(ИСХОДНЫЙ ТЕКСТ)
■ ■ ■ ■ ■

В московской студии - доцент факультета филологии Высшей школы экономики Михаил Павловец; профессор Городского педагогического университета Елена Романичева; учитель литературы школы "Интеллектуал" Ирина Лукьянова. А по Скайпу и телефону с нами - учителя Иван Громов, село Малышево Владимирская область; и Евгения Абелюк, лицей "Воробьевы горы", Москва.
Начать я хочу, конечно, с сочинения, это история ближайшая, и она всех волнует. Итоговое сочинение возникло тоже по инициативе политической - президент высказал такое пожелание. Теперь вот есть посреди года такое испытание. Хорошо это или нет?
Елена Романичева: Это не совсем политическая история. Ее пытаются сделать политической, потому что это поручение президента, действительно, но впервые об этом президент заговорил на литературном собрании в ноябре прошлого года, и все, о чем там говорилось, что сочинение необходимо вернуть не потому, чтобы воспитывать патриотов. Я была на этом литературном собрании, и была на той самой секции, которую вели Архангельский и Волков, где обсуждали эту инициативу. Идея была в том, что, на самом деле, мы потеряли свободную речь. Так, к сожалению, заточено наше образование, что учитель учит зачастую тому, что у него спрашивают на выпускных экзаменах. Допустим, есть социологический опрос о том, что 80 процентов учителей искренне считают, что содержание курса "русский язык" стало заточено под ЕГЭ. И идея была другая - подумать над тем, как в школу можно вернуть письменную речь ученика. Но вернуть, к сожалению, достаточно привычным способом.
Михаил Павловец: Да, среди лоббистов возвращения сочинения было немало тех, кто видели это возвращение именно как возвращение старого такого, позднесоветского сочинения на литературоведческую тему, по готовым заданиям, с формулировками "Луч света в темном царстве" и так далее. Потому что вокруг таких сочинений есть целая инфраструктура: готовы темы сочинений, опыт репетиционных подготовок и так далее. Но само поручение было сформулировано по итогам встречи в Федеральным собранием 27 декабря 2013 года, и в поручении не сказано, что это сочинение по литературе. И вот это ключевой момент. Это сочинение, результаты которого должны учитываться наряду с результатами единого государственного экзамена при приеме в вуз. Так что здесь несколько историй. Первая история - проверка так называемых речевых и письменных компетенций, то есть насколько ребята владеют письменной речью. Причем не обязательно при анализе литературного произведения. Можно, например, при рассуждениях на какую-то волнующую их философскую, нравственную тему и так далее. Вторая история - это история портфолио, то есть тех результатов, которые ребенок собирает в течение своей жизни, спортивных достижений, научных достижений, творческих, которые дают ему дополнительные баллы при поступлении в вуз. Так что эти два сюжета видятся здесь ключевыми.

■ ■ ■ ■ ■

(ИСХОДНЫЕ СТРОКИ)
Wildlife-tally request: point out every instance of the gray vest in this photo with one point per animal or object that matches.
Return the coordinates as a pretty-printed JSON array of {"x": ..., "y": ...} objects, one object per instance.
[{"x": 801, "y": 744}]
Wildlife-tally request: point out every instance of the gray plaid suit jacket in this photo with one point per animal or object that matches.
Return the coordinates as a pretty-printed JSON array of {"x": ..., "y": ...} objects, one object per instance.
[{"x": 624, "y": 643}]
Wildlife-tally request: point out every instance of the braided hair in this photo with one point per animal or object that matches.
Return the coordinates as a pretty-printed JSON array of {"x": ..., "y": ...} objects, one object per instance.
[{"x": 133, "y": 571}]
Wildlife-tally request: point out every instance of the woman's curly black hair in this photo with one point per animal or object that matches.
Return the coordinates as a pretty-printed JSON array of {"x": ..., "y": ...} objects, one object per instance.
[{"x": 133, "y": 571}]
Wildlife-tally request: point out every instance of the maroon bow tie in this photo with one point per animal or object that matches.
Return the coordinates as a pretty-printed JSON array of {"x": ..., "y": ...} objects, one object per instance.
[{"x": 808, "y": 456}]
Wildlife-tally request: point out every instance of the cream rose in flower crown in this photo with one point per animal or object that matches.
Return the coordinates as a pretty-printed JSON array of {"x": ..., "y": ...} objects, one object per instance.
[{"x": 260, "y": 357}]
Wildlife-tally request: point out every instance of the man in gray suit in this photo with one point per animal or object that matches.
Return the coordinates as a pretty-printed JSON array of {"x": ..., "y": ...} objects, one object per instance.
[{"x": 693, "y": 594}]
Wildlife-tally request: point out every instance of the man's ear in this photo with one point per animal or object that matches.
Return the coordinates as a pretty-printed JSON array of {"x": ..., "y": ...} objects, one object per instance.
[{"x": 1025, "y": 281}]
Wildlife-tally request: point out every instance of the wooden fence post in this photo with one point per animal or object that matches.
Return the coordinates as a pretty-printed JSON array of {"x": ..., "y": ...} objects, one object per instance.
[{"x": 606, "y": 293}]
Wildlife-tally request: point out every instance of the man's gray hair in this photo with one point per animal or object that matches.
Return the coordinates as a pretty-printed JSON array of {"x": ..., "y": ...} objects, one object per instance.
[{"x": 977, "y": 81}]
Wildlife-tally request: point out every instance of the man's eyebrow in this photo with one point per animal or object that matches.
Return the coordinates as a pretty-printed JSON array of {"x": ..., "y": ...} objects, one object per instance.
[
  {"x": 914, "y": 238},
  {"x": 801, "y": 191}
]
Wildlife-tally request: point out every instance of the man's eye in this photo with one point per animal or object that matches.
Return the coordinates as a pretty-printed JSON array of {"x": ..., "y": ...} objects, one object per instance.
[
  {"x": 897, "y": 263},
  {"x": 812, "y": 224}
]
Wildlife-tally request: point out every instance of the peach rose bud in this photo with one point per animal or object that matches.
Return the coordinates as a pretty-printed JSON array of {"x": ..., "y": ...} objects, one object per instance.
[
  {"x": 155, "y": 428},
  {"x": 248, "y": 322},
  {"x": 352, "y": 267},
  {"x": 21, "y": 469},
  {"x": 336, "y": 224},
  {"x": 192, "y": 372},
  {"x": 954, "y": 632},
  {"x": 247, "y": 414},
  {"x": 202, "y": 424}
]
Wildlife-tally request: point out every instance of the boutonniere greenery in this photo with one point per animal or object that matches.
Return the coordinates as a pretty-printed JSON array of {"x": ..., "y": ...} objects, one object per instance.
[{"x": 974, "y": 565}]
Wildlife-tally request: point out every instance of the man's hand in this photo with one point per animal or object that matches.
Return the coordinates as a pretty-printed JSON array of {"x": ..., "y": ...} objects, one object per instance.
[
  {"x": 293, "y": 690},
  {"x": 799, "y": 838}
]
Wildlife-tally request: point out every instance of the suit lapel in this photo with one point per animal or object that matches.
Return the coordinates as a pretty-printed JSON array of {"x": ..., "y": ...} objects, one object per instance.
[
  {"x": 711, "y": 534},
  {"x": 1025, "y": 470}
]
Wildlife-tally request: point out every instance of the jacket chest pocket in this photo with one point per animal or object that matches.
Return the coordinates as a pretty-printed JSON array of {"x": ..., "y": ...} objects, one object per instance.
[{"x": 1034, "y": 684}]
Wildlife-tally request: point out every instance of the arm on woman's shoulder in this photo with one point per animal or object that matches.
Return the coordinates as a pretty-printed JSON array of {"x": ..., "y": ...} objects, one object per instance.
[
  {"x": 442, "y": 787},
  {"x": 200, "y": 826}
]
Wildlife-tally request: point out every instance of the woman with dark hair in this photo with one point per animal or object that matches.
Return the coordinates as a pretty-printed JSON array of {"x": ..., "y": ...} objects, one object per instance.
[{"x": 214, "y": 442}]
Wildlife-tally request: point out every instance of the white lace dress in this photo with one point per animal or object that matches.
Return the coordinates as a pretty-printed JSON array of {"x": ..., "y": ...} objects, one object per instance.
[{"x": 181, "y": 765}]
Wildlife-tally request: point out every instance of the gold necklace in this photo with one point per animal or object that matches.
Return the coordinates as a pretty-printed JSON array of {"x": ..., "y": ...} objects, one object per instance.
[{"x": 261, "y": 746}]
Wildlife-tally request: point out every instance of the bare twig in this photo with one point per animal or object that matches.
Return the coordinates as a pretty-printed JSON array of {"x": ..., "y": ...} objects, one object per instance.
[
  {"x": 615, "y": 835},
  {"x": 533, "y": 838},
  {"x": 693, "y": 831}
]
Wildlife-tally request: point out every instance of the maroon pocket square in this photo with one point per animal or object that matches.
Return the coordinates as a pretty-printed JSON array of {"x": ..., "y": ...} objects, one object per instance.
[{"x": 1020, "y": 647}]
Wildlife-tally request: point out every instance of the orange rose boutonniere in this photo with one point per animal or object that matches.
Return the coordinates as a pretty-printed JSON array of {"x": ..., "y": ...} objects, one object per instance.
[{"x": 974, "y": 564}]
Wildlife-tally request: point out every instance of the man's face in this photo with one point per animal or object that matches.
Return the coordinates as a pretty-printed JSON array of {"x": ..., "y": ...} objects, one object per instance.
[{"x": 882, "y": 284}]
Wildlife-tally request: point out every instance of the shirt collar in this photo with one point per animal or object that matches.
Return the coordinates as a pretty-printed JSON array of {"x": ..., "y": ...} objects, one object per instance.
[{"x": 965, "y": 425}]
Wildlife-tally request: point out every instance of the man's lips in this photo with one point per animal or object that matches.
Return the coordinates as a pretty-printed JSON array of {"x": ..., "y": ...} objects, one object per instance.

■ ■ ■ ■ ■

(ЗАДАНИЕ 1)
Сколько процентов учителей, по данным опроса из текста об итоговом сочинении, считают, что содержание курса «русский язык» стало заточено под ЕГЭ?
(ЗАДАНИЕ 2)
Продолжите текст об итоговом сочинении, начав сразу после последней фразы Михаила Павловца.

(ОТВЕТ 1)
80 процентов.

(ОТВЕТ 2)
Тамара Ляленкова: С одной стороны, было желание как-то поднять навыки учащихся в этом, и не только литература, но отдуваться придется за это школьным литераторам.
Ирина Лукьянова: Вы знаете, у этого сочинения очень странный статус сейчас. Потому что сейчас мы уже второе сочинение пишем, потому что не успел президент сказать, что сочинение надо писать, как в Москве тут же сказали: а Москва уже готова. Мы уже сочинение писали с нынешним этим выпускным классом, общемосковское городское сочинение. Мы его писали в мае с 10-м классом, а теперь этот 10-й класс пошел в 11-й класс, и в декабре они опять пишут сочинение, примерно такое же, и весной мы должны были учитывать оценку за это сочинение в выпускной оценке по литературе. Притом что само сочинение к литературе практически никакого отношения не имеет. Ну, вот, например, там тема - "Надо ли планировать". Но поскольку сочинение вроде бы должно быть литературное, то к нему надо придумать два аргумента из литературы. И вот бедные дети сидят, скребут в голове и пытаются сообразить, а кто это у нас из литературных героев планировал. И получается у них полная ерунда, что вот Раскольников планировал и убил старушку. (смеются) А вот Татьяна Ларина ничего не планировала, и у нее все хорошо получилось. Поэтому, вот когда мы пытаемся соединять несоединимое, получаются какие-то кентавры все равно, и что не пытаются сделать, получается сочинение из части "С" ЕГЭ с двумя аргументами из литературы.
Тамара Ляленкова: Иван, как справляются с сочинением сельские школьники? И писали ли вы какие-то пробные уже сочинения?
Иван Громов: Мне хотелось бы сначала сказать несколько слов по самому факту введения экзамена по литературе. Замечательно, что сочинение возвращается в школу, это нужно, это должно быть. В последние годы литература - это падчерица в школьной программе, особенно в старшем звене. Только вот по поводу декабрьского экзамена. Русский язык, математика - это обязательные, самые важные экзамены, а литература - так. Я считаю, что по литературе должен быть настоящий, равноправный экзамен, и проводиться он должен не в декабре, а так же в июне. Здесь возможны варианты. Вот у математиков есть базовый ЕГЭ, есть профильный ЕГЭ, и у нас можно так поступить, например - на профильном уровне дети пишут сочинение по литературе, на базовом уровне сдают привычный нам ЕГЭ по русскому языке с этим сочинением в 150 слов. Сейчас коллега сказал, что возможны рассуждения на нравственную тему, но как можно рассуждать на нравственные темы, на читая "Войну и мир", "Обломова", Чехова? Конечно, эти работы будут ущербными.
И еще мне хотелось бы сказать о критериях. Критерий первый - глубина раскрытия темы, это понятно. Второй критерий - знание текста художественного произведения и/или фактов истории, культуры. Вот здесь опять знание текста художественного произведения не совсем обязательно, это опять в ущерб литературе. И последний критерий - следование нормам речи. Не секрет, что у нас в России законы нарушаются везде и всюду, в том числе и в русском языке, грамматике, орфографии. Как не учитывать орфографические ошибки, пунктуационные ошибки? Это же тоже очень важно! Это показатель сформированности культуры человека. И как-то ставить этот показатель - нарушение законов - на последнее место тоже не дело.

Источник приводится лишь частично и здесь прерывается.